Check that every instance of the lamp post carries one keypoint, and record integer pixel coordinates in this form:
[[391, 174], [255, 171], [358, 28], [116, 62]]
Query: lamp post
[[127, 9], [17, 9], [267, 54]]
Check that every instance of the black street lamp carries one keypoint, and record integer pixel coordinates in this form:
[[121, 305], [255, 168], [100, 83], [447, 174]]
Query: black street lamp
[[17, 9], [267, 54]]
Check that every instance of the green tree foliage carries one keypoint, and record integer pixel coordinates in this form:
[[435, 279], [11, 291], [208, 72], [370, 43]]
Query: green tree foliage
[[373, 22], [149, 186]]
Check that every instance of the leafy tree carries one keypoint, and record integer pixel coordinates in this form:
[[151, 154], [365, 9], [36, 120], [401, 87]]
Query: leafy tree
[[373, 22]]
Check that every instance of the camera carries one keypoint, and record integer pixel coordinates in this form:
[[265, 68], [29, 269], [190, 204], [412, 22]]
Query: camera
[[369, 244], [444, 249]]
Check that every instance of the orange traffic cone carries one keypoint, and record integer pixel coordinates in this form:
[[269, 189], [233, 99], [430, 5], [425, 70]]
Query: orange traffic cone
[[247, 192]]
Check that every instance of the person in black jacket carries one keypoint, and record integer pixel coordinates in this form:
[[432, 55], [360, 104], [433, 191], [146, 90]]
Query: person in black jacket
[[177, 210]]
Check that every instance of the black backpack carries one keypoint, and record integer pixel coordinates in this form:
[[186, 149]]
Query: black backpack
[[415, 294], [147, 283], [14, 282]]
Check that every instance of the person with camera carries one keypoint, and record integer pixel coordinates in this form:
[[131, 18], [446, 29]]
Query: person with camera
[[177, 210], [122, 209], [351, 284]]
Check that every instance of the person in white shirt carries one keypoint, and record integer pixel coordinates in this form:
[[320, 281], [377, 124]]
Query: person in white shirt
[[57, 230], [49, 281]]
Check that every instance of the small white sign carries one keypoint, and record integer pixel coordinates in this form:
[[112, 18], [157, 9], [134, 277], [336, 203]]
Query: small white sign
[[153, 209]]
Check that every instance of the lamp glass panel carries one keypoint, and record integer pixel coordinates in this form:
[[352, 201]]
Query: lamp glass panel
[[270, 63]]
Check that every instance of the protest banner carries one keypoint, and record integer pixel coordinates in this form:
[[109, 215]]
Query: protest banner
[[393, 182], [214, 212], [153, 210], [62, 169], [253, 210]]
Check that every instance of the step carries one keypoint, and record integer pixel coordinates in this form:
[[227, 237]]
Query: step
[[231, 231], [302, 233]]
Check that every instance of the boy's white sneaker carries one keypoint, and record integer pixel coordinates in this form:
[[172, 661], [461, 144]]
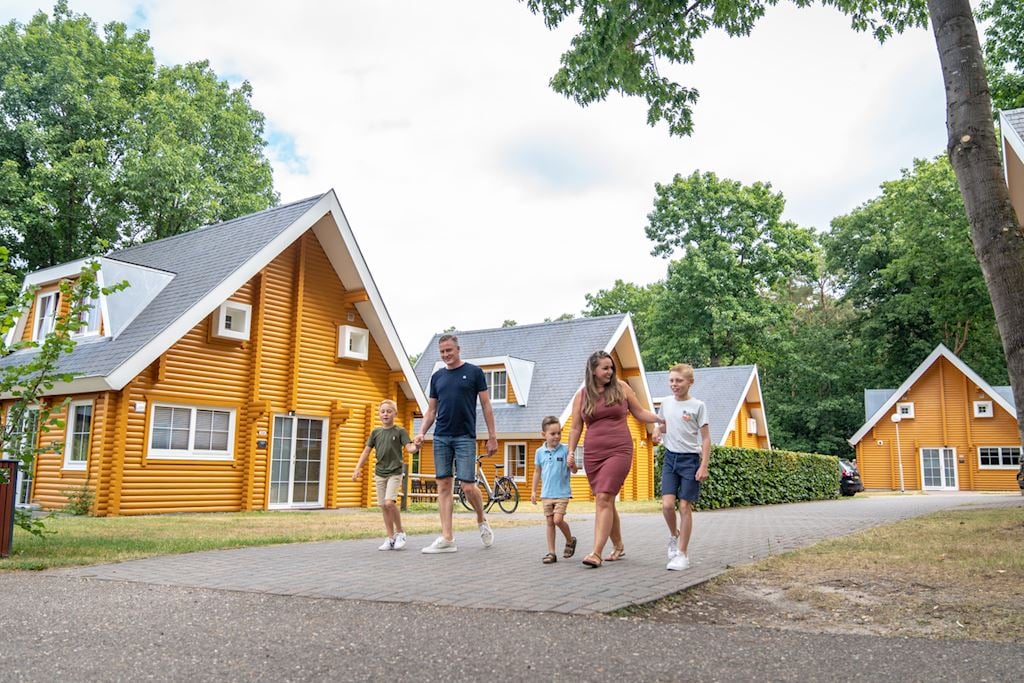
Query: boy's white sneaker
[[673, 548], [486, 536], [679, 562], [440, 545]]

*What you should do*: Copy the entries above from the line with "Check that every instance of the person in black" through the line with "[[57, 230], [49, 281]]", including their requests, and offset every coordinate in the answers by adding 141. Leave the sample coordinates in the requests unchanged.

*Response to the task*:
Check that every instance of the person in black jacket carries one keypoint, and record integer pixel coordinates in this form:
[[432, 55], [360, 104], [433, 191], [146, 90]]
Query: person in black jacket
[[318, 351]]
Check that every instance of the black backpack carries one keypoint, and record integer pixel coordinates in this form:
[[186, 149]]
Query: black backpack
[[556, 435], [288, 424], [155, 423]]
Check that every instance of the person with camera carries one keypoint, and record integer pixel coordinates in this form:
[[131, 18], [446, 29]]
Query: person with camera
[[318, 351], [263, 350], [492, 425]]
Check that every instance of the person in white shirt carries one keypoint, and record integer pixel coordinates in this form:
[[320, 281], [377, 124]]
Query: person in white shirt
[[198, 371], [190, 422]]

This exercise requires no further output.